Task to complete =>
From the essay about a first year as a product designer, write out word for word the passage that opens with the words containing "Real people and" and closes with "I joined Razorpay.".

Source text =>
A year as a Product Designer
Articulating the experiences of my first year in the design industry
A lot of individuals might be starting out in the industry during this time, and teams would have quite a few freshers joining you. I hope this article here can serve as a helping hand for all of the individuals starting out and the teams getting designers getting into the industry for the first time.
A year it has been since I joined Razorpay as a Product Designer. Straight out of a Design school, this has been an unprecedented and unfathomable experience. Spending 4 years as a design student, you would feel that you have enough in your armoury to face the impending challenges that await. Well, it was not to be. The motive of design schools is more around opening up our minds and enhancing our thought process but there is a whole basket of befores, afters and durings of the design, beyond that curriculum, that the industry demands.
Undoubtedly, we would be expecting things to change, the need for an adaptation, but can we actually prepare for it? From what I have learnt here, perhaps a bit of heads-up would have been helpful at the very least. It has been a learn as you go experience for me throughout. Standing in my position now, I think knowing a bit of what to expect can’t be a bad thing, after all, right? This article from hereon would be an attempt to articulate what I learnt in my first 12 months as a designer and what an individual joining the industry should ideally expect to start off with.
Real people and businesses will be impacted.
Coming straight out of college, it is pretty difficult to conceive how designs had an impact in the real world. Projects done in college are focussed more around ideation and structuring, with a majority of them not seeing the light of day. Even when they do, they are not really at a scale where I, as a student, could see their impact on people or businesses. Things changed drastically the moment I joined Razorpay.
Once I did actually start designing and perhaps even before that, I had to come to terms with the thousands of users that my designs were going to impact. I worked on the First Time User Experience on the Razorpay dashboard. This was something that would define the flow of every business signing up with Razorpay. To realise that there were multiple thousands of businesses going through this flow every single day, seven days a week was perhaps kind of huge for me as a fresh designer straight out of college. The fact that this was the first touchpoint of the businesses with Razorpay, and this experience would set the first impression of Razorpay, put pressure on the quality of the product and was an experience of a lifetime for a first-timer in design. This brings me to the next realisation — how design can change the behaviour of thousands of users.

Dataset entries =>
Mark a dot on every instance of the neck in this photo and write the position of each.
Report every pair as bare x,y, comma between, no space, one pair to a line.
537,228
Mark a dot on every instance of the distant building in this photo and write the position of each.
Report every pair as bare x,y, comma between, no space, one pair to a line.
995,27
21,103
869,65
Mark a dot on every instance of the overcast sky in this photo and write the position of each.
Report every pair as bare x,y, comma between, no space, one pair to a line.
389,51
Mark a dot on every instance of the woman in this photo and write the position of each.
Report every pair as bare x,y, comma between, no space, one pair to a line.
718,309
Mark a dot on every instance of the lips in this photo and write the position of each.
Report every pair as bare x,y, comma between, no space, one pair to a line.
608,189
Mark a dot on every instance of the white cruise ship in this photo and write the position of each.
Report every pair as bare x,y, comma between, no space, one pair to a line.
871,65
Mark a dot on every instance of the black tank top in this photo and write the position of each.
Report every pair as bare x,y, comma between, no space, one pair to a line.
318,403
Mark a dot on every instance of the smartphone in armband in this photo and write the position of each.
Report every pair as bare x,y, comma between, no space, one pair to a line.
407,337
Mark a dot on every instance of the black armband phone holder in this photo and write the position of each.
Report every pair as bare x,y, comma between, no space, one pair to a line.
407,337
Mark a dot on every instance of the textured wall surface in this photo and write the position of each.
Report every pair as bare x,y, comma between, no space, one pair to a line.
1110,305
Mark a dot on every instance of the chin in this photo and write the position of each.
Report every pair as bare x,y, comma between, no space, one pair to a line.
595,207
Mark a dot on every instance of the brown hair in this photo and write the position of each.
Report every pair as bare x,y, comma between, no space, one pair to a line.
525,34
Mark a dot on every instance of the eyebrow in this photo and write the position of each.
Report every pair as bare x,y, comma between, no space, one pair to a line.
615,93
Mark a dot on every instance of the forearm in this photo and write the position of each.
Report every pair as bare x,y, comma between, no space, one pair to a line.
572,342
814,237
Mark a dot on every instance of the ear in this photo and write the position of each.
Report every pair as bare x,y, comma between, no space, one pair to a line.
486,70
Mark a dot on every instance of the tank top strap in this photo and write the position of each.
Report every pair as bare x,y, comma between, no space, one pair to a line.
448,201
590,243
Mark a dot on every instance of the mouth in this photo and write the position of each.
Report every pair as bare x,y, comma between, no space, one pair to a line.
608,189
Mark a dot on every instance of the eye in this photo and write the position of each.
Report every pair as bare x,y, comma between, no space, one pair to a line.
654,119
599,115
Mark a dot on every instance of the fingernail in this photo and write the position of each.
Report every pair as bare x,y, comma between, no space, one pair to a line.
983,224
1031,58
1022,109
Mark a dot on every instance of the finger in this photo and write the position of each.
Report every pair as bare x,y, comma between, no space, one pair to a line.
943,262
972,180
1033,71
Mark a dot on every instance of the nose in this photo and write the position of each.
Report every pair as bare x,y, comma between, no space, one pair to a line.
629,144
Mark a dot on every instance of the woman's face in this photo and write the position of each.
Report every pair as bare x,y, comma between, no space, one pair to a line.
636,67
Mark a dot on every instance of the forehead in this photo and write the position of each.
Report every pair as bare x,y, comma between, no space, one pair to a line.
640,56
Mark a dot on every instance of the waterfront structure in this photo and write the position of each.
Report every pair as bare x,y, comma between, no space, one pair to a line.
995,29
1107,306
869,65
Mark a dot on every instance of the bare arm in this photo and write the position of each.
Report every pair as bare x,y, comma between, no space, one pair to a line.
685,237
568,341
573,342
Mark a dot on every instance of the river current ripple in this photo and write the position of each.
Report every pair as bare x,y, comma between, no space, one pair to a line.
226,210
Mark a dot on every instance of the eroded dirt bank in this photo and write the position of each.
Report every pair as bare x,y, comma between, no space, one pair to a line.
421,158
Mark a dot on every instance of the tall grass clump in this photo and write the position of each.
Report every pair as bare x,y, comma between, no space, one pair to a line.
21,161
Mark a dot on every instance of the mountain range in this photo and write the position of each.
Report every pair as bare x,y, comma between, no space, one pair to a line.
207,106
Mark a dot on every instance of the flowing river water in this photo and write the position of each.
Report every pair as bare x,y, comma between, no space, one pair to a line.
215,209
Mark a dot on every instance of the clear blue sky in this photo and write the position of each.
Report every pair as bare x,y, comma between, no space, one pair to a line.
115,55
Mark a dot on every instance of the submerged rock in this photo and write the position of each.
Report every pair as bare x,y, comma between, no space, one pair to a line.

Response =>
Real people and businesses will be impacted.
Coming straight out of college, it is pretty difficult to conceive how designs had an impact in the real world. Projects done in college are focussed more around ideation and structuring, with a majority of them not seeing the light of day. Even when they do, they are not really at a scale where I, as a student, could see their impact on people or businesses. Things changed drastically the moment I joined Razorpay.